**Text block:**
Did you see? In fact, the processors used were diguised TWKR Editions, since it was written "Phenom II X4 955" on their heatspreaders. But it is only 21 days later that we learn about the TWKR Edition. We did not have any idea about its nature. I thought it could have been a new flagship, even if I already saw what it was able of, without knowing it.

Well, AMD was very kind; a few days ago, one of these limited edition processors showed up at Neoseeker's labs doors so we got the chance to play with this little jewel. But before jumping on benchmark scores, let's investigate what it looks like and what it really is.

It arrived in a nice little metal box that opened like a jewel box, thanks to its hinge on its back.

Upon opening it, I discovered a chip that had some traces of thermal paste remaining, which changed the way light reflected on the heatspreader, hence making it much more apparent in the picture than in reality. In the second picture, a fade fingerprint can be seen on it.

This is how I clean my processors after usage. So here it is, the TWKR Edition in all its beauty!

As you have probably seen, this processor is "Not for Sale". Only a few of them were made, targeted to the extreme overclocking community in appreciation for their record performance feats with the new AMD Phenom II processors at the heart of the Dragon Platform. AMD will distribute these units through promotional means only, and there won't be any on sale on popular e-tailers.

So in what different are the internals compared to the Phenom II X4 955? Since it is geared toward the extreme overclocking crowd, it is a high SIDD chip. This is an engineering term which means it has a high leakage. In simpler words, the TWKR processors can be supplied more voltage, thus power, and handle it without any glitch. Since the Consumer Electronics Show in Las Vegas, we all know that Phenom IIs scale very well at low temperatures. This is why a high leakage is a great step up on a Phenom II chip, because it can then achieve über high frequencies. All in all, the X4 42 really shows the technology and sound engineering that is hidden under each of the Phenom II's heatspreaders. So, it is time to slap it in a motherboard and see what it can do.

To be able to exploit the power of the TWKR Edition, I will go extreme cooling and use dry ice. Keep in mind this substance is around -80C. It is still far from the liquid helium setup used at the AMD Austin Overlocking event we talked about in the first page, but it should allow me to go much higher than what can be achieved on air or water.

Data listing

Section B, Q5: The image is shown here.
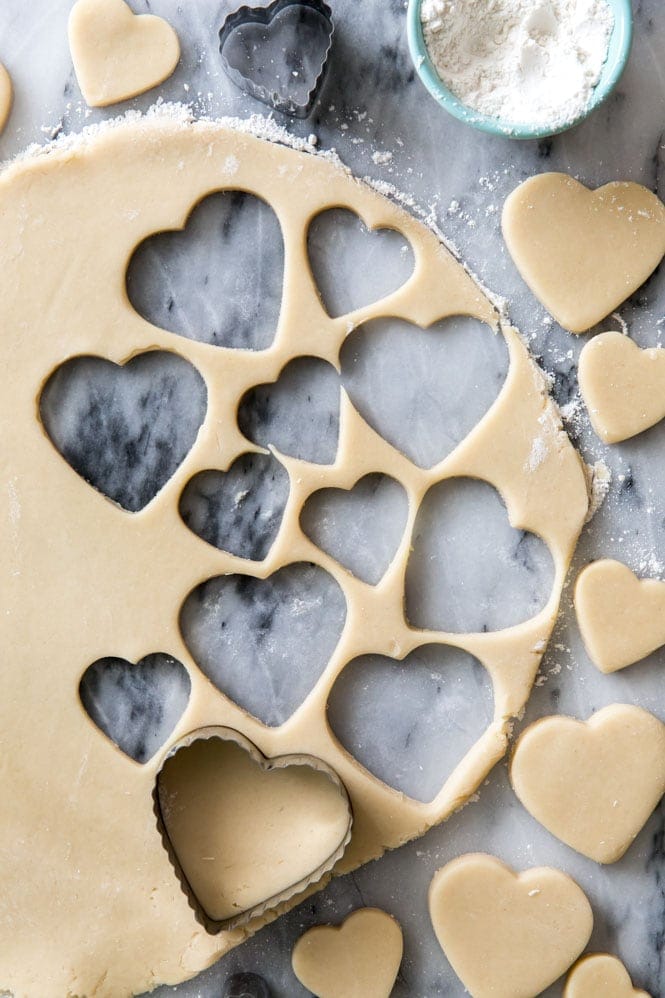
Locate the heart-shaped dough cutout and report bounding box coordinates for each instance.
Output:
[578,332,665,444]
[575,558,665,673]
[79,652,192,763]
[155,727,352,932]
[502,173,665,333]
[510,704,665,863]
[69,0,180,107]
[0,62,14,132]
[563,953,651,998]
[429,853,593,998]
[291,908,404,998]
[300,474,408,585]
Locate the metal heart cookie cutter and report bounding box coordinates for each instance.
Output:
[219,0,334,118]
[153,726,353,934]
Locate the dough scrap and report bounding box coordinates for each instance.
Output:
[429,853,593,998]
[69,0,180,107]
[291,908,404,998]
[563,953,651,998]
[156,727,352,932]
[574,558,665,673]
[578,331,665,444]
[0,112,589,998]
[0,62,14,132]
[510,704,665,863]
[502,173,665,333]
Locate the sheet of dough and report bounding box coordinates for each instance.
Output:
[0,115,588,998]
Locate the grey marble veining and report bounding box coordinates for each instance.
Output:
[0,0,665,998]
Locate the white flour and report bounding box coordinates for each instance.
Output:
[422,0,614,128]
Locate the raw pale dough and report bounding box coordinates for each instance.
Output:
[563,953,651,998]
[292,908,403,998]
[429,853,593,998]
[575,558,665,673]
[503,173,665,333]
[510,704,665,863]
[69,0,180,107]
[157,728,351,931]
[0,62,14,132]
[578,332,665,444]
[0,112,588,998]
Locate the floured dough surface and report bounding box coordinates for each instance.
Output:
[0,115,588,998]
[502,173,665,333]
[563,953,651,998]
[510,704,665,863]
[0,62,14,132]
[429,853,593,998]
[578,332,665,444]
[292,908,404,998]
[69,0,180,107]
[575,558,665,673]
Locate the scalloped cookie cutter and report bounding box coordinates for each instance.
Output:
[154,727,353,933]
[0,114,589,998]
[219,0,335,118]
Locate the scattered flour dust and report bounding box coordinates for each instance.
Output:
[421,0,614,128]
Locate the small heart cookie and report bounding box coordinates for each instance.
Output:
[291,908,403,998]
[429,853,593,998]
[575,558,665,673]
[502,173,665,333]
[510,704,665,863]
[69,0,180,107]
[578,332,665,444]
[563,953,651,998]
[0,62,14,132]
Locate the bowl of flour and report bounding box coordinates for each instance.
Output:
[407,0,632,139]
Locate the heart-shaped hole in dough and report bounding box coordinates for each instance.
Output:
[307,208,414,318]
[180,563,346,725]
[155,727,352,932]
[79,652,192,763]
[39,350,207,513]
[127,191,284,350]
[406,478,554,633]
[180,454,289,561]
[300,474,408,585]
[328,644,493,801]
[238,357,340,464]
[340,317,509,468]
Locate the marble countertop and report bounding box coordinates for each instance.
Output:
[0,0,665,998]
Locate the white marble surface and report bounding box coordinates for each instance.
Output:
[0,0,665,998]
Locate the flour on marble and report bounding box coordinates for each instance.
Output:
[422,0,614,129]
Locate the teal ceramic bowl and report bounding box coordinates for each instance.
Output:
[407,0,633,139]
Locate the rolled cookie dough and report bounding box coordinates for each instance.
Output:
[292,908,403,998]
[429,853,593,998]
[563,953,651,998]
[575,558,665,673]
[502,173,665,333]
[578,332,665,444]
[510,704,665,863]
[0,109,588,998]
[69,0,180,107]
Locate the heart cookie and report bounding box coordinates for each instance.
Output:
[575,558,665,673]
[563,953,651,998]
[69,0,180,107]
[578,332,665,444]
[510,704,665,863]
[502,173,665,333]
[155,727,352,932]
[429,853,593,998]
[0,62,14,132]
[291,908,403,998]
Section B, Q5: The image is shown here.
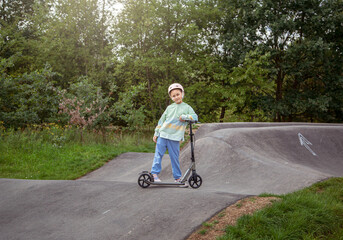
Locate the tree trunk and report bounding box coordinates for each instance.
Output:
[219,107,226,122]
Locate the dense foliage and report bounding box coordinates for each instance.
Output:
[0,0,343,128]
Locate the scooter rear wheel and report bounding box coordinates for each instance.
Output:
[188,174,202,188]
[138,173,151,188]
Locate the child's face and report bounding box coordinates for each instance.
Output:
[170,89,182,104]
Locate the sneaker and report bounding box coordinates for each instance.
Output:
[175,178,188,188]
[152,174,161,182]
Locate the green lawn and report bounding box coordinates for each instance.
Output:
[218,178,343,240]
[0,128,154,180]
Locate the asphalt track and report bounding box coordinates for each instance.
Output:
[0,123,343,240]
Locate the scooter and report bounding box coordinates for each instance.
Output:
[138,120,202,188]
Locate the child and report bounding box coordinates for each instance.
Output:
[151,83,198,182]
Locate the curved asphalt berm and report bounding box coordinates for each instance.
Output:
[0,123,343,240]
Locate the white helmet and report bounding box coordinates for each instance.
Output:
[168,83,185,98]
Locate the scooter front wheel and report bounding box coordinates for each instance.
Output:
[188,174,202,188]
[138,173,151,188]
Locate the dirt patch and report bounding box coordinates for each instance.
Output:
[187,197,280,240]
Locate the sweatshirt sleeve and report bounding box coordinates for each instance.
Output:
[154,108,168,137]
[181,106,198,121]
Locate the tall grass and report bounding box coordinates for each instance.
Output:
[219,178,343,240]
[0,125,154,180]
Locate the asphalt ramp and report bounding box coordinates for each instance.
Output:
[0,123,343,240]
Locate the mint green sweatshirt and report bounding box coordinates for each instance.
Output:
[155,102,198,141]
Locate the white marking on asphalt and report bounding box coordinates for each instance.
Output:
[298,133,317,156]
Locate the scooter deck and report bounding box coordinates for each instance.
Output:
[146,182,186,186]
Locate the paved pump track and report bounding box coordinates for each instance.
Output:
[0,123,343,240]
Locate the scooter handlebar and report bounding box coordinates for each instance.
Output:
[184,120,198,123]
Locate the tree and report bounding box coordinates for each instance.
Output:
[224,0,342,121]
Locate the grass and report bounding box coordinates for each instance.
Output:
[218,178,343,240]
[0,126,154,180]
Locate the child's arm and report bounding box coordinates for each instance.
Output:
[180,106,198,122]
[153,109,167,139]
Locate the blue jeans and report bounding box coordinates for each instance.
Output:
[151,137,181,179]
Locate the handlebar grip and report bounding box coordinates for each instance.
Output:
[185,120,198,123]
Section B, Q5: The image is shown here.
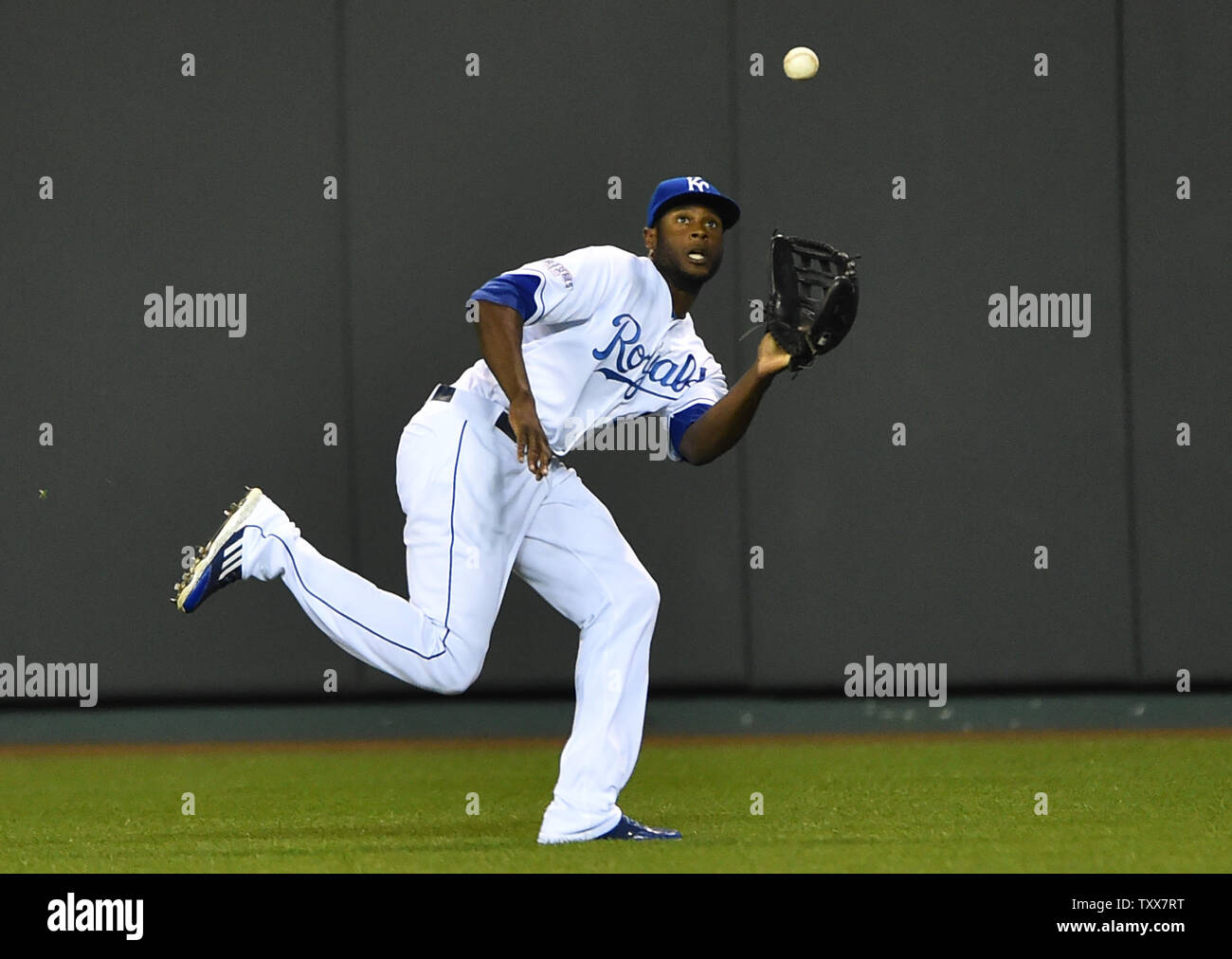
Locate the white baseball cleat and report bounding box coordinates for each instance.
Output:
[172,486,263,612]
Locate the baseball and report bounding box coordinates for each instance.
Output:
[783,46,818,81]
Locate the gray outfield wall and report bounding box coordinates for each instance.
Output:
[0,0,1232,699]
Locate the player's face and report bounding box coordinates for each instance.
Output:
[647,206,723,286]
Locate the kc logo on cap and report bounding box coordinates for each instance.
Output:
[645,176,740,229]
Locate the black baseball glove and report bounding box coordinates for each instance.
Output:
[765,233,860,372]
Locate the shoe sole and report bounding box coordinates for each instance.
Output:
[172,486,263,612]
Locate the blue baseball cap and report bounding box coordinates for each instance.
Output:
[645,176,740,229]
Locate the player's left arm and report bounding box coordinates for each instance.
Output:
[679,335,791,466]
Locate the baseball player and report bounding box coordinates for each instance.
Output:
[173,176,789,843]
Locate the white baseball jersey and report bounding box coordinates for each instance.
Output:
[453,246,727,461]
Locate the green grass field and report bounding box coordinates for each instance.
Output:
[0,733,1232,873]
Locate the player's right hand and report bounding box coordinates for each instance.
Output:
[509,396,552,480]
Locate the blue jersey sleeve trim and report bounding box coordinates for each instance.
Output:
[669,403,714,462]
[471,274,543,322]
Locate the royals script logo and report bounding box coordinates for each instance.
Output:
[591,313,706,399]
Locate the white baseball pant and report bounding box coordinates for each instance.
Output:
[243,389,660,843]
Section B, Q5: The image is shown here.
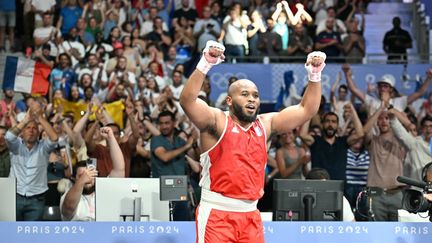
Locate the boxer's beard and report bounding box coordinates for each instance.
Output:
[233,102,259,122]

**Set task:** Reproduce the part of the TWKR Edition text that opens with the words containing "Did you see?" and closes with "it really is.", substituting "gem" for "jewel".

**Exercise response:**
Did you see? In fact, the processors used were diguised TWKR Editions, since it was written "Phenom II X4 955" on their heatspreaders. But it is only 21 days later that we learn about the TWKR Edition. We did not have any idea about its nature. I thought it could have been a new flagship, even if I already saw what it was able of, without knowing it.

Well, AMD was very kind; a few days ago, one of these limited edition processors showed up at Neoseeker's labs doors so we got the chance to play with this little gem. But before jumping on benchmark scores, let's investigate what it looks like and what it really is.